Netscape Calendar Server 4.0: Administrator's Guide

Disk Space and Memory

This appendix describes the memory requirements of the Calendar Server. These requirements can be broken down into two categories: database disk space requirements and run-time requirements involving virtual memory and swap space.

Database disk space requirements

Calendar Server performance is influenced by the configuration of disks. To enhance the performance of the Calendar Server, it is recommended that the application be allocated its own disk (/users/unison). Further enhancements can be obtained by devoting one or more disks for permanent user data (/users/unison/db/nodes) and temporary user data (/users/unison/db/tmp).

Calendar Server users, or items, are termed either local or remote with respect to a server. An item is only local with respect to the server on which it was first created. A directory entry, whether for a local user or a remote user, takes 2K bytes of disk space. The disk space requirements of a remote item are considerably less than those of a local item, although the exact figure will depend on the usage of Corporate Wide Services. The yearly disk space requirements of a local item can be estimated by determining the following values:

 
Parameter  Definition 
DAYS_YEAR
 
 
number of work days in a year

 

ITEMS_EVENT
 
 
average number of items invited to an event

 

EVENTS_ITEM_DAY
 
 
average number of events attended by an item daily

 

GROUPS_ITEM
 
 
average number of groups created by an item

 

ITEMS_GROUP
 
 
average number of items in a group

 

SECURITIES_ITEM
 
 
average number of security privileges granted by an item

 

ATTACHED_STREAMS
 
 
average size of the comment and object attached to an event

 

TASK_STREAMS
 
 
average size of the comment attached to a task 
TASKS_ITEM_DAY
 
 
average number of tasks created daily by an item

 

Using the values that you determine for these parameters, the following formula determines disk space, in bytes, attributed to a local item on a yearly basis:

disk-space = 1631 +

(SECURITIES_ITEMS * 123) +

(GROUPS_ITEM * (335 + (ITEMS_GROUP * 63))) +

(DAYS_YEAR * EVENTS_ITEM_DAY

*((768 + ATTACHED_STREAMS + (ITEMS_EVENT *

128)) / ITEMS_EVENT) +

(DAYS_YEAR*TASKS_ITEM_DAY * (1155 + TASK_STREAMS)))
━━━━━━━━━━━━━━━━━━━━━━━━━━━━━━
What you need to do
A. In the calendar server appendix, how much disk space does a directory entry take?
B. Duplicate the calendar server appendix from "Disk Space and" up to and including "user data (/users/unison/db/tmp).".
C. Go on with the calendar server appendix past its final line.

Location labeling lines
━━━━━━━━━━━━━━━━━━━━━━━━━━━━━━
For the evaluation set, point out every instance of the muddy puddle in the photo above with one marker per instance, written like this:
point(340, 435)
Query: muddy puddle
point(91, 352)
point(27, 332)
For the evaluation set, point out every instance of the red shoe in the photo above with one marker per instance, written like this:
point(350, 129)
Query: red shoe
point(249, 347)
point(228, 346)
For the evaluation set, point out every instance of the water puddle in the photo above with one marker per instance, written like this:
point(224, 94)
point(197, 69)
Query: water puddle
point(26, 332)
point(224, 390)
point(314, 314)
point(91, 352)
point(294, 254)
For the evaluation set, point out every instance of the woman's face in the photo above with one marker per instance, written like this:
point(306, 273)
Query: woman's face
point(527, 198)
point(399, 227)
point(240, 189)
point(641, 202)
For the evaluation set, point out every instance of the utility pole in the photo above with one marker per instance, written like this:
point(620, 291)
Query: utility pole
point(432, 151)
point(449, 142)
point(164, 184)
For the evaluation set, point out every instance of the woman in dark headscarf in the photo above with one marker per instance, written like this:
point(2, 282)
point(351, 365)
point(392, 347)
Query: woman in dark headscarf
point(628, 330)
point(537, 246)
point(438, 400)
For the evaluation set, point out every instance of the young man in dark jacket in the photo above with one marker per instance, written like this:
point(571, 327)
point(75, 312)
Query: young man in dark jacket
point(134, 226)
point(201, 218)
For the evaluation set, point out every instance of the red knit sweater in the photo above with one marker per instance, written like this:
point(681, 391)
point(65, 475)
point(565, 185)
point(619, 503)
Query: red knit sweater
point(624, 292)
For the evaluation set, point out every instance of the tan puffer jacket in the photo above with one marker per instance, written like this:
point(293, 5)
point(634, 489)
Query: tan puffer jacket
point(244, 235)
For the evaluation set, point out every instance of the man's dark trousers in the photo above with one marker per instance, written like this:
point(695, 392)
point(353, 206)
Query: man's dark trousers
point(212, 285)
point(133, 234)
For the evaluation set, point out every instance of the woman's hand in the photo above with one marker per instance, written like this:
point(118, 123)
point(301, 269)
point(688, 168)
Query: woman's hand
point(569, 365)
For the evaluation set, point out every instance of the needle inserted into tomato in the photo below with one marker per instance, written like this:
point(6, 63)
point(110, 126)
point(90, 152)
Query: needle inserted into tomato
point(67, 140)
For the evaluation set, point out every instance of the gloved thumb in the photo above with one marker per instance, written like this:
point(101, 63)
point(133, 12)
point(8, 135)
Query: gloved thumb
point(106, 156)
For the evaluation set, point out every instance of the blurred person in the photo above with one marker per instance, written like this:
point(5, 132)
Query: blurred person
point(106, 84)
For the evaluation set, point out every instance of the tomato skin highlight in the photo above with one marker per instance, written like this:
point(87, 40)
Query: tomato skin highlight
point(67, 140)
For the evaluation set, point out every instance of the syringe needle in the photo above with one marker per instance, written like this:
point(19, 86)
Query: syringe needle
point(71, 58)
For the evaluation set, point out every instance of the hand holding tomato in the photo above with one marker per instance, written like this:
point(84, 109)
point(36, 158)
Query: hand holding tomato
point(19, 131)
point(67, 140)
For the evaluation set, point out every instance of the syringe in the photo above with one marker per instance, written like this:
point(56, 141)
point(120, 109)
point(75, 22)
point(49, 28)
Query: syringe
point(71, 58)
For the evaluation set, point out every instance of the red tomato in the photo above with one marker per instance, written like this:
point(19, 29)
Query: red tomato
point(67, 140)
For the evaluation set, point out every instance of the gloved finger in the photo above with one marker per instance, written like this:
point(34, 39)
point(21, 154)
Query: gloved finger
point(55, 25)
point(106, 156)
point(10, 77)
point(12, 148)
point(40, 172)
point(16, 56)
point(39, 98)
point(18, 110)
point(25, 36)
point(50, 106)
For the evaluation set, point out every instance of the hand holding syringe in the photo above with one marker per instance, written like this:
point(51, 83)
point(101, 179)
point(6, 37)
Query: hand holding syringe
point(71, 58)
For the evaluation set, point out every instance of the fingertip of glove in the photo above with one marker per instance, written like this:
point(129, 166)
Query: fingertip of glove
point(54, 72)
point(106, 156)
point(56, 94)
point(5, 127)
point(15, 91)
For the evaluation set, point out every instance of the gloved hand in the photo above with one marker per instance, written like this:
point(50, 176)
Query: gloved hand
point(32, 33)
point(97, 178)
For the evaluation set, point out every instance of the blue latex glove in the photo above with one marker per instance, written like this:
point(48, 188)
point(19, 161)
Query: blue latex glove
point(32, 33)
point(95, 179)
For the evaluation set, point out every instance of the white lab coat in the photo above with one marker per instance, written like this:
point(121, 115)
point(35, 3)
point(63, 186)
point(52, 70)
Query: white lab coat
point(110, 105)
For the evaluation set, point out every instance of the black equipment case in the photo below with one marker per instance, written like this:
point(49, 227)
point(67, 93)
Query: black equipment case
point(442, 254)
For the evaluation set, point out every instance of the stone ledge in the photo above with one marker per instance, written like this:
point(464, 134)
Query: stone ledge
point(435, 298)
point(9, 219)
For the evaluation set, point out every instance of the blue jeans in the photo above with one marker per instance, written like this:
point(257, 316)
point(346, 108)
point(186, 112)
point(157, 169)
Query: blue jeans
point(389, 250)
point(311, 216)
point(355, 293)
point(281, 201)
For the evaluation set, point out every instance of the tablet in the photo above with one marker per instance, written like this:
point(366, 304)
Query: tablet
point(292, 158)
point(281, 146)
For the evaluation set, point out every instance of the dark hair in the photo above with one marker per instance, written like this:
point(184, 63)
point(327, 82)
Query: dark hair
━━━━━━━━━━━━━━━━━━━━━━━━━━━━━━
Answers to each task
A. 2K bytes, for either a local or a remote user.

B.
Disk Space and Memory

This appendix describes the memory requirements of the Calendar Server. These requirements can be broken down into two categories: database disk space requirements and run-time requirements involving virtual memory and swap space.

Database disk space requirements

Calendar Server performance is influenced by the configuration of disks. To enhance the performance of the Calendar Server, it is recommended that the application be allocated its own disk (/users/unison). Further enhancements can be obtained by devoting one or more disks for permanent user data (/users/unison/db/nodes) and temporary user data (/users/unison/db/tmp).

C.
Consider an example where the following values are set:
 

DAYS_YEAR 
260 

ITEMS_EVENT 

EVENTS_ITEM_DAY 

GROUPS_ITEM 
50 

ITEMS_GROUP 
15 

SECURITIES_ITEM 
100 

ATTACHED_STREAMS 
512 

TASKS_ITEM_DAY 

TASK_STREAMS 
256

 

disk-space = 1631 +

(100 * 123) +

(50 * (335 + (15 * 63))) +

(260 * 8 * ((768 + 512 + (7 * 128)) / 7) +

(260 * 3 * (1155 + 256)))

2,080,000 or 2 MB's per user of disk space

One final note concerning disk-space; each logged-on Calendar Server user has temporary data files, located in /users/unison/db/tmp, whose combined size should not exceed 450K bytes.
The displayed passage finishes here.